Problems to work on:
(1) Answer these questions using the union release.
(a) For how many weeks did the workers walk the picket line?
(b) Who replaced the fired CSSEA board as trustee?
(c) What share of the sector's workforce does the October 1st wage increase cover?
(2) Please write the next part of the union release on the October 1st wage increase, picking up after its final sentence.

[[ Quoted passage, beginning ]]

A joint release from the B.C. Government and Service Employees' Union, the B.C. Division of the Canadian Union of Public Employees, the Hospital Employees' Union (CUPE), and the Health Sciences Association.
Thousands still waiting for Oct. 1 pay increase
The women and men who care for society’s most vulnerable citizens are urging the government’s new trustee in the community social services sector to implement their outstanding wage increase.
"Residential care workers in communities across the province are furious that they didn’t receive their negotiated October 1st wage increase because the former employers’ association advised its members—the employers—to violate collective agreements by refusing to pay it," said George Heyman, president of the B.C. Government and Service Employees’ Union (BCGEU).
"Now that the government has fired the board and replaced it with a trustee, we’re reiterating our demand that employers be instructed to pay up. These underpaid workers walked the picket line for 11 weeks to achieve a just and fair wage. It’s well past time they were paid what is owed," Heyman said.
The October 1st wage increase for two-thirds of the workforce in the sector is part of the agreement negotiated between the BCGEU, Hospital Employees’ Union, Canadian Union of Public Employees and Health Sciences Association, and the former Community Social Services Employers’ Association (CSSEA). The CSSEA board was recently fired and replaced by a trustee, Peter Cameron.

[[ Quoted passage, end ]]
[[ Information, beginning ]]

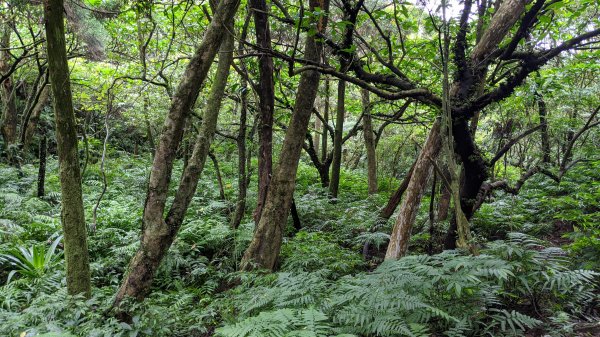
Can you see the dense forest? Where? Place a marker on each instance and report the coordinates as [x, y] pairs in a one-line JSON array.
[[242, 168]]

[[ Information, end ]]
[[ Information, beginning ]]

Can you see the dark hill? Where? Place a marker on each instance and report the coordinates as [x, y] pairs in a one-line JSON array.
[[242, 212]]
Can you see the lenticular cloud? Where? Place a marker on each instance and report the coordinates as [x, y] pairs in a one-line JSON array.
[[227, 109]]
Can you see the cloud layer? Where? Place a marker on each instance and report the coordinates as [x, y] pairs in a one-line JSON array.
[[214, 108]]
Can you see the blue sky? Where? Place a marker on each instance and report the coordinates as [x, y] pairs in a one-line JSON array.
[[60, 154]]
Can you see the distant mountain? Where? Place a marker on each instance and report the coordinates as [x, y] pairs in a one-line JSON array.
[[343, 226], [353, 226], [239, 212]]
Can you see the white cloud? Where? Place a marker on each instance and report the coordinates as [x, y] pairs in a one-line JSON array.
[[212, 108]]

[[ Information, end ]]

Exercise answers:
(1)
(a) 11 weeks
(b) Peter Cameron
(c) Two-thirds

(2)
"This October 1st wage increase, had it been paid, would have brought the hourly rate of residential care workers and their equivalents a step closer to wages paid for similar work in the community health sector," Heyman said.
"The agreement in the last round of bargaining signalled an end to what had historically been a low-wage ghetto, and acknowledged the important skilled services they provide to people with mental and developmental challenges.
"For CSSEA to turn around and counsel employers to blatantly violate this agreement shows a contempt for workers and lack of respect for their work. Our hope is that the new trustee will understand that a contract is a contract," Heyman said.
The four unions represent about 10,000 workers in the sector who provide community living for people with mental and developmental challenges, group homes for children with severe physical or mental disabilities, counselling to families in crisis, and who staff transition houses and women's shelters.